Como hepatologista (especialista em fígado), trato diariamente pessoas com doenças hepáticas que estão relacionadas ao consumo de álcool.
Trata-se de um espectro de doenças que vai desde o acúmulo de gordura no fígado (o popular fígado gorduroso) até a formação de cicatrizes (cirrose). Geralmente, esses quadros não causam sintomas até que o dano esteja bem avançado.

Gordura e cicatrizes

No início, o álcool faz o fígado acumular gordura. E essa gordura toda faz com que o fígado fique inflamado.

O órgão reage e tenta se livrar desse excesso de álcool. Nesse processo, acaba produzindo um tecido cicatricial.

Se isso não for controlado, todo o fígado pode se tornar uma rede de cicatrizes com pequenas ilhas de fígado "bom" entre elas — falamos aqui da cirrose.

Nos estágios mais avançados da cirrose, quando o fígado começa a falhar, a pessoa pode ficar com a pele amarelada (conhecida como icterícia), ganhar um aspecto inchado, pela retenção de líquidos, e sentir-se sonolenta e confusa. Esse é um quadro sério, que pode até ser fatal.

A maioria das pessoas que bebe regularmente mais do que o limite de 14 unidades de álcool por semana (cerca de seis litros de cerveja com 4% de teor alcoólico ou cerca de seis taças de vinho de intensidade média com 14% de teor alcoólico) começará a acumular gordura no fígado.

E, no longo prazo, elas desenvolverão cicatrizes e cirrose neste órgão.

Boas notícias

Felizmente, temos boas notícias. Se pessoas com gordura no fígado ficam apenas duas ou três semanas sem consumir álcool, o fígado delas pode sarar e voltar a parecer e funcionar como se fosse novo.

Em indivíduos com inflamação ou cicatrizes leves nessa estrutura do corpo, apenas sete dias sem álcool já resultam em uma redução notável na gordura, na inflamação e nas cicatrizes no fígado.

Abandonar o álcool por vários meses permite que o fígado se cure e volte ao normal.
 

Para aqueles que bebem grandes quantidades de álcool e já possuem cicatrizes mais graves ou até insuficiência hepática, abandonar o álcool por vários anos reduz a chance de agravamento da insuficiência hepática e o risco de morte.

▸ Instruções do exercício:
a. Reproduza do texto sobre o fígado o trecho que vai de "Felizmente, temos boas" até "se fosse novo.".
b. De acordo com o texto sobre o fígado, que nome recebe a pele amarelada nos estágios mais avançados da cirrose?

(Registros de dados armazenados)

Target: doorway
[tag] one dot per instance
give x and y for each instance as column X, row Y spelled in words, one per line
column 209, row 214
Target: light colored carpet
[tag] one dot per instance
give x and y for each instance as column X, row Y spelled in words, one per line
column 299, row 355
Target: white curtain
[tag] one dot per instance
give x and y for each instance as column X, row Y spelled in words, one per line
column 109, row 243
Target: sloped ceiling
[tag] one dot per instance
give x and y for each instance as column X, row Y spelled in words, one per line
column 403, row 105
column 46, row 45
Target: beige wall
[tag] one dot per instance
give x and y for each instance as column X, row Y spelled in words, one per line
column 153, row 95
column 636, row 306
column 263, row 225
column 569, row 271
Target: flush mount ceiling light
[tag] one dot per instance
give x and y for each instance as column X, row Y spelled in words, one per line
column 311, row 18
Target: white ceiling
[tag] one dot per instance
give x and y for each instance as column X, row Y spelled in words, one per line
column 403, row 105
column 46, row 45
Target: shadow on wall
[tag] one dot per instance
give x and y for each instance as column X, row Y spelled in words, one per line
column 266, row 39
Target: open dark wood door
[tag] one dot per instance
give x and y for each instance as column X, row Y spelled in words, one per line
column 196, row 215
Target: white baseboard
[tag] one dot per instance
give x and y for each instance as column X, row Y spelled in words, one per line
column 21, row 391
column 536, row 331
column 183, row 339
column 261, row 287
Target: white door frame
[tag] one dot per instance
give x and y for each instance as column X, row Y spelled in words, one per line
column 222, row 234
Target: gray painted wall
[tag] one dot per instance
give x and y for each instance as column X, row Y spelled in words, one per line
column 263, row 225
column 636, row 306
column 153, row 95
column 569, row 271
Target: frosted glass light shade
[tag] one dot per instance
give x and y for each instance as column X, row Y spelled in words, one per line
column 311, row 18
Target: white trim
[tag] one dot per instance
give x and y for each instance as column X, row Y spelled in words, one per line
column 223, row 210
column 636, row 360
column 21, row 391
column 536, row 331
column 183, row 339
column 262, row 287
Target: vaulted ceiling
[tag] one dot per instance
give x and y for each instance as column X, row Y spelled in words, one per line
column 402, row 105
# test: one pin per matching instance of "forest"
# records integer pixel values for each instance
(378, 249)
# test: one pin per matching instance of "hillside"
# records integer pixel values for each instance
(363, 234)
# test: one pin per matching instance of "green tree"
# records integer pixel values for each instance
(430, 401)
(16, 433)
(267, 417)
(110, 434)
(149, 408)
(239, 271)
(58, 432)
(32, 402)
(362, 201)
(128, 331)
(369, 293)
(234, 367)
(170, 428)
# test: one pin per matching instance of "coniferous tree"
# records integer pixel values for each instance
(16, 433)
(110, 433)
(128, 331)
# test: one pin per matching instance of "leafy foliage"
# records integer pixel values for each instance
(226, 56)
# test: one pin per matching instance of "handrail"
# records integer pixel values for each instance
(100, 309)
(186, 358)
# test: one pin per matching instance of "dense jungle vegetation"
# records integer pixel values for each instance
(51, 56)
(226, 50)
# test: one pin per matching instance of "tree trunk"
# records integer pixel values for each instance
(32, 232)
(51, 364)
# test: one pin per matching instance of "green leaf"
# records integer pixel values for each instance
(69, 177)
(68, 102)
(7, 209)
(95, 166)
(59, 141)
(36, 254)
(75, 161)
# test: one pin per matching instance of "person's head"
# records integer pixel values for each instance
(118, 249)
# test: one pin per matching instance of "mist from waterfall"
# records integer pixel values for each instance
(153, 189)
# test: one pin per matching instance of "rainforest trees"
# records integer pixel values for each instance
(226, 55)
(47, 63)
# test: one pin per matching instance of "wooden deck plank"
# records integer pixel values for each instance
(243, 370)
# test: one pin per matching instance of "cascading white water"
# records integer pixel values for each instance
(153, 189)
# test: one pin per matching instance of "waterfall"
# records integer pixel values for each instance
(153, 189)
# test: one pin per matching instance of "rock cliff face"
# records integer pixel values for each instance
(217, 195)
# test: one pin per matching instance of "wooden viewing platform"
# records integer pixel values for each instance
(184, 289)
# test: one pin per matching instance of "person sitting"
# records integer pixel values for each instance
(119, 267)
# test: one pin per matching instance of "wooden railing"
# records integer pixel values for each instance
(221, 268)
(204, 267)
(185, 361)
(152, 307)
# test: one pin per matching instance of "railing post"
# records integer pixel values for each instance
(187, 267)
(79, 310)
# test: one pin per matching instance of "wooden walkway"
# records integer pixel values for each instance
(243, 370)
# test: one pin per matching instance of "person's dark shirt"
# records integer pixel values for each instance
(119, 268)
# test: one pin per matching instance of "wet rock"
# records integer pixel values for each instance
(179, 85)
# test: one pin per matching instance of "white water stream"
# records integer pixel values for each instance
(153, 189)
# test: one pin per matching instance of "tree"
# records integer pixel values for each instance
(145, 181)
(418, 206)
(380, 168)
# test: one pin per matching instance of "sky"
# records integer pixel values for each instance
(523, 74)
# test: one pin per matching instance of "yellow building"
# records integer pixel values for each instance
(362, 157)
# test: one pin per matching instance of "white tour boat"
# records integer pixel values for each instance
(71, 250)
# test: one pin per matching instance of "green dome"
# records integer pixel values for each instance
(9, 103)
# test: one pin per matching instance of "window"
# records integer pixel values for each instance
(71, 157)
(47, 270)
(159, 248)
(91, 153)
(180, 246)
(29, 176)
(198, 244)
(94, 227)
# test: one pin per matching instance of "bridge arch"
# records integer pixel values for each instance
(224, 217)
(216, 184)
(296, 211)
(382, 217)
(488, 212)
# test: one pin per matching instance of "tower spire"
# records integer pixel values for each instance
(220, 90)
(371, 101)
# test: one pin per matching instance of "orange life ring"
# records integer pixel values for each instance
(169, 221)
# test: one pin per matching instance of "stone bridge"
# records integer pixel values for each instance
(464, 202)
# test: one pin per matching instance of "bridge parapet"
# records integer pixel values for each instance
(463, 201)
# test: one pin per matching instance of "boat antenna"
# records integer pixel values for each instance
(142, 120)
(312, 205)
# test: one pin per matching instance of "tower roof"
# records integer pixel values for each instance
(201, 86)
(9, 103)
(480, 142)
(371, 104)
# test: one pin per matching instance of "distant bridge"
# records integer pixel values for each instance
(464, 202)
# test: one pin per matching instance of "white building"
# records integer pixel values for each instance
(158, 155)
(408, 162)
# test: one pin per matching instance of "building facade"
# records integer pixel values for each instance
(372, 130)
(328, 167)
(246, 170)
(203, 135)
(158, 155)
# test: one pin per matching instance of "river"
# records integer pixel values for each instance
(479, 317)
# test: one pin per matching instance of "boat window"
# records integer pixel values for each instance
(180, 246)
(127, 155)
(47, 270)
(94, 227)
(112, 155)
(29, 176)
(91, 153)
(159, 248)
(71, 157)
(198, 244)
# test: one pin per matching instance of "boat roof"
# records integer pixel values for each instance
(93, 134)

▸ Respostas escritas:
a.
Felizmente, temos boas notícias. Se pessoas com gordura no fígado ficam apenas duas ou três semanas sem consumir álcool, o fígado delas pode sarar e voltar a parecer e funcionar como se fosse novo.

b. Icterícia.